%%

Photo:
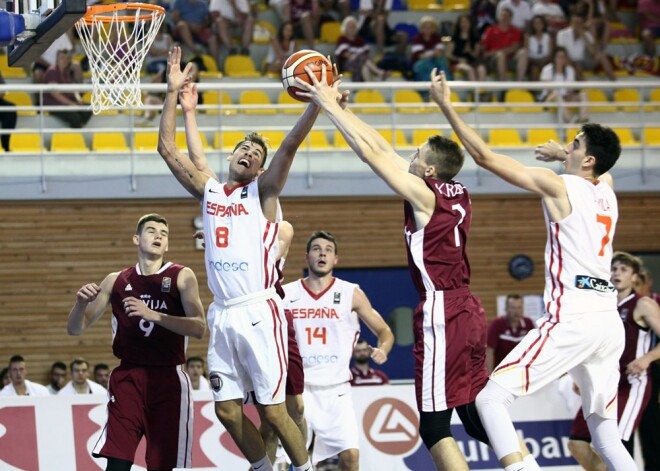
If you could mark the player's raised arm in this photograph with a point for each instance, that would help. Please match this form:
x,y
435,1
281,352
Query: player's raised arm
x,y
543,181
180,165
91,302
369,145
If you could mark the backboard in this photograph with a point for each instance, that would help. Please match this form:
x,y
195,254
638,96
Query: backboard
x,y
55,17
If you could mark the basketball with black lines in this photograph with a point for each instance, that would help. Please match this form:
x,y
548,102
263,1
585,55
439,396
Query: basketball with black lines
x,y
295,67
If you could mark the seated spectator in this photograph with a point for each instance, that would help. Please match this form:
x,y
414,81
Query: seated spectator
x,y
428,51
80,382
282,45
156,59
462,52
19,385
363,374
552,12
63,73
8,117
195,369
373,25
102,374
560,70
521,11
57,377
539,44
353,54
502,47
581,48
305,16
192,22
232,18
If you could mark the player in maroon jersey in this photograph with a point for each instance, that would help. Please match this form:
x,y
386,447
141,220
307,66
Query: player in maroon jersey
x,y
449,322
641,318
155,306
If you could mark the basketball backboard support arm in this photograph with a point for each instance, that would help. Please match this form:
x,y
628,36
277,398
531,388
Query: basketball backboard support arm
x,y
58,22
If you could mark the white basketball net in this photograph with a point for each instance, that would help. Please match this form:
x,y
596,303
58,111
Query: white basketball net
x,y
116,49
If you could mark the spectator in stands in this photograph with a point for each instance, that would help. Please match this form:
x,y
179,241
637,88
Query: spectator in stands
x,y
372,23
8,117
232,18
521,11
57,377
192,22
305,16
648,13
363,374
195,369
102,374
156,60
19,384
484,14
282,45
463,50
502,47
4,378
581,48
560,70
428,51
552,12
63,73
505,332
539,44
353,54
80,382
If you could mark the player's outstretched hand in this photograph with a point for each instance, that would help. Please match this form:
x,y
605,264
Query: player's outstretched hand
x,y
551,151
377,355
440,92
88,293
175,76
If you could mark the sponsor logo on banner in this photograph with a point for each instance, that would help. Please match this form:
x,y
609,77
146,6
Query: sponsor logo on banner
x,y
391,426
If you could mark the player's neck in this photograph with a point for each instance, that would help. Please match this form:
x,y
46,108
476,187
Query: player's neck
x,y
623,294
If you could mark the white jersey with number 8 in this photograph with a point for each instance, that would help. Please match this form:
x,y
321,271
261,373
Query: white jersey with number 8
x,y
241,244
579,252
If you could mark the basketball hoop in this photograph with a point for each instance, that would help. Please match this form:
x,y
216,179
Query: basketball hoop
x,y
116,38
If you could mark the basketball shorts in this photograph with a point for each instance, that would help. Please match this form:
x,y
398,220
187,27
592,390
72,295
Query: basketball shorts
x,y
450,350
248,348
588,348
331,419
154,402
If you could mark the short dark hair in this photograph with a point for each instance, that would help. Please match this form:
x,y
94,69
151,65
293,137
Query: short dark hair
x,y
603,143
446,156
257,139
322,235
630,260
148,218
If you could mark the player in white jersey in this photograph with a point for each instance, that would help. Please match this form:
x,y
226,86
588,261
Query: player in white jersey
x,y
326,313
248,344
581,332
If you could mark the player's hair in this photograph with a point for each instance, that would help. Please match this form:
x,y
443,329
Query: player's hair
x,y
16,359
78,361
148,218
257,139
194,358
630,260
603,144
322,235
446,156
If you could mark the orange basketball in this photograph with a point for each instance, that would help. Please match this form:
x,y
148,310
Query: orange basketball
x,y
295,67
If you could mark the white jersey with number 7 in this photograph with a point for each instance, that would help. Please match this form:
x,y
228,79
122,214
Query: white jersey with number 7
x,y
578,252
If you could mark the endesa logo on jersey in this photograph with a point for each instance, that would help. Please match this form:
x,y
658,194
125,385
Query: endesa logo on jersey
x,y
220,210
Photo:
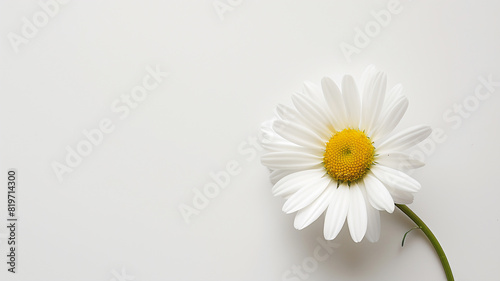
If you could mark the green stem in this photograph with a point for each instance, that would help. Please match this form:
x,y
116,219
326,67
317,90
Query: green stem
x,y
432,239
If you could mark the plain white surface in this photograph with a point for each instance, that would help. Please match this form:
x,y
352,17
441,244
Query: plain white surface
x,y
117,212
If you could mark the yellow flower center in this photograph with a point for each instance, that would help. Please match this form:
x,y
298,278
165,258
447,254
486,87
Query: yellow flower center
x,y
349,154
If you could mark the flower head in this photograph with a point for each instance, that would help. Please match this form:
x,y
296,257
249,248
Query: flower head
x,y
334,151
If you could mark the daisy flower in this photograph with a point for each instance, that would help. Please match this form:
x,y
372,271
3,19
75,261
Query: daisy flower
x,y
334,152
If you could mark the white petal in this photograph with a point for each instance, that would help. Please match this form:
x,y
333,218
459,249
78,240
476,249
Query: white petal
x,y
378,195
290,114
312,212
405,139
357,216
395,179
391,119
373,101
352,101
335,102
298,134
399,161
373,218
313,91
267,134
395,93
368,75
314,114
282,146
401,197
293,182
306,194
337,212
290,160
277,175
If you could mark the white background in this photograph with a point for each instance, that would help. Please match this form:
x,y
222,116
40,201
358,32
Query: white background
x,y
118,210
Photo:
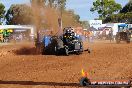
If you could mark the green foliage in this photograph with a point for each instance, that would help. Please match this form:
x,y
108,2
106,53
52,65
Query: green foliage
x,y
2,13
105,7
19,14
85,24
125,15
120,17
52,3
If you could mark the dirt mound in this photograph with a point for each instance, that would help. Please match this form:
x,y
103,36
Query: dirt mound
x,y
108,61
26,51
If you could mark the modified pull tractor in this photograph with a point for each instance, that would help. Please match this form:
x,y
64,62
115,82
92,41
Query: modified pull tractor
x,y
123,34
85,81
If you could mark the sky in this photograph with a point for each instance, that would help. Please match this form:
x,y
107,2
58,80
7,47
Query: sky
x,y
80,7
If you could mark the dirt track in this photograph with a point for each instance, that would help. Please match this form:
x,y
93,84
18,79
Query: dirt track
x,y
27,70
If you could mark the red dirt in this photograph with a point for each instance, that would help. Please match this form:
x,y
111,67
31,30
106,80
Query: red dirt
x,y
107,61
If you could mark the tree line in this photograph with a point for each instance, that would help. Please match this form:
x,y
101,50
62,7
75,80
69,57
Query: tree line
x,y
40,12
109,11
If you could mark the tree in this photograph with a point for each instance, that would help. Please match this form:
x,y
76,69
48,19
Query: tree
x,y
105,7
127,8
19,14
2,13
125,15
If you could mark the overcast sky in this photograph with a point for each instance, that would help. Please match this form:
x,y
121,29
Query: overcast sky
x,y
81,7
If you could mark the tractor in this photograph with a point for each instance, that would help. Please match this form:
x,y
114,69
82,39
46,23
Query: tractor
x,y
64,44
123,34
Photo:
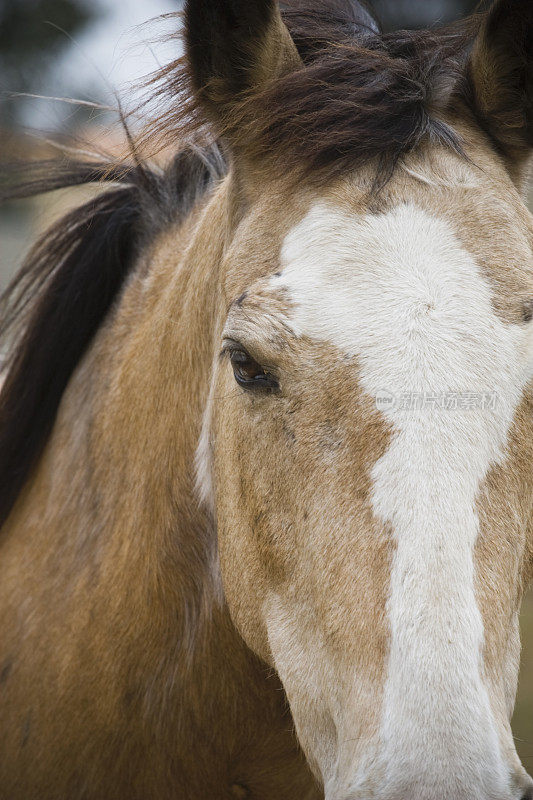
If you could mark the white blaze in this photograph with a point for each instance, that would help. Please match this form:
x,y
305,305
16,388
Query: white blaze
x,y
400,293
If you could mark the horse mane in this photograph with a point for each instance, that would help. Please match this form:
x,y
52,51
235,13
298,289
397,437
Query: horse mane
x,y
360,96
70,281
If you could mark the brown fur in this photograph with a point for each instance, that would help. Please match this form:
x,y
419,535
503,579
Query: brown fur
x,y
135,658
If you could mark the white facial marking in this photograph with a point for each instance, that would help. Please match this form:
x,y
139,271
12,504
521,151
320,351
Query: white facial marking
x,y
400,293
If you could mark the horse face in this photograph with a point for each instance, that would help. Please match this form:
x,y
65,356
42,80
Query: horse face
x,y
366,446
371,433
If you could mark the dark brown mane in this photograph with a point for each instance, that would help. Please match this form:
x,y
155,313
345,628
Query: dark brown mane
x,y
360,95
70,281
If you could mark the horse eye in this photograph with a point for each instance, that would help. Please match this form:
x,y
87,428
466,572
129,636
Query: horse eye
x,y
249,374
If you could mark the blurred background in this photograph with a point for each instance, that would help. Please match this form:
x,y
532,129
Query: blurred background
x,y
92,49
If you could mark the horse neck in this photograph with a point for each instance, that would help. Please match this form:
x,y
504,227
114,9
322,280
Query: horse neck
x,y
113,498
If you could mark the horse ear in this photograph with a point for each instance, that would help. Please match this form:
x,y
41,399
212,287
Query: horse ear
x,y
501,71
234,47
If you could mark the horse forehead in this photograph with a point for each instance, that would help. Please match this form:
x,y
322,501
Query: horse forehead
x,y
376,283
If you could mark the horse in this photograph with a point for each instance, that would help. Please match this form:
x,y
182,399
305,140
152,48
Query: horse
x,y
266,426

%%

Print exactly the lines above, starting at the line that contains "If you could mark the horse mane" and ending with the last line of the records, both included.

§ Correct response:
If you could mark the horse mane in this photograph with a point for each instance, that would help. Please match this form:
x,y
52,51
235,13
298,289
397,437
Query: horse mane
x,y
360,96
70,281
If you could mark the brown fur in this photograph with a point for each instance, that would help. Please match this form:
x,y
419,535
503,579
Query: brown fur
x,y
135,658
If you could mark the white facial marking in this photograph with a point for each instance, that would help. Please match this form:
x,y
139,271
12,504
521,151
320,351
Query: white facial marking
x,y
400,293
If you could mark the horse face in this photograph with a point for each instance, that would help. Please match this form:
x,y
65,356
42,80
Query: horse face
x,y
366,446
371,433
If you could mark the dark brown mane in this photograph with a point for each instance, that would help. Please match this form:
x,y
155,313
345,628
Query: dark brown mane
x,y
360,95
70,281
If you could mark the horse eye in this photograph with a point for each instance, that would help. Please match this form:
x,y
87,428
466,572
129,636
Query: horse eye
x,y
249,374
If you could mark the blurred background in this photograph with a point for each instance, that would help. Please match this form:
x,y
532,129
Query: blurred background
x,y
92,49
If you could mark the horse neck in this photograph with a point for each instance, that would help. Please match this form:
x,y
504,227
114,9
322,280
Query: horse neck
x,y
113,498
If you could mark the horse ear in this photograph with a point for each instance, that would help. Please match this form:
x,y
41,399
212,287
Query: horse ear
x,y
501,71
234,47
If you could mark the horse forehead in this photograph with a point for each instance, that would help. Please match this form:
x,y
322,501
Query: horse forehead
x,y
376,283
If you could mark the horse in this photograph with a point for each instance, that would help. Please match this form:
x,y
182,399
305,140
152,48
Query: horse
x,y
266,426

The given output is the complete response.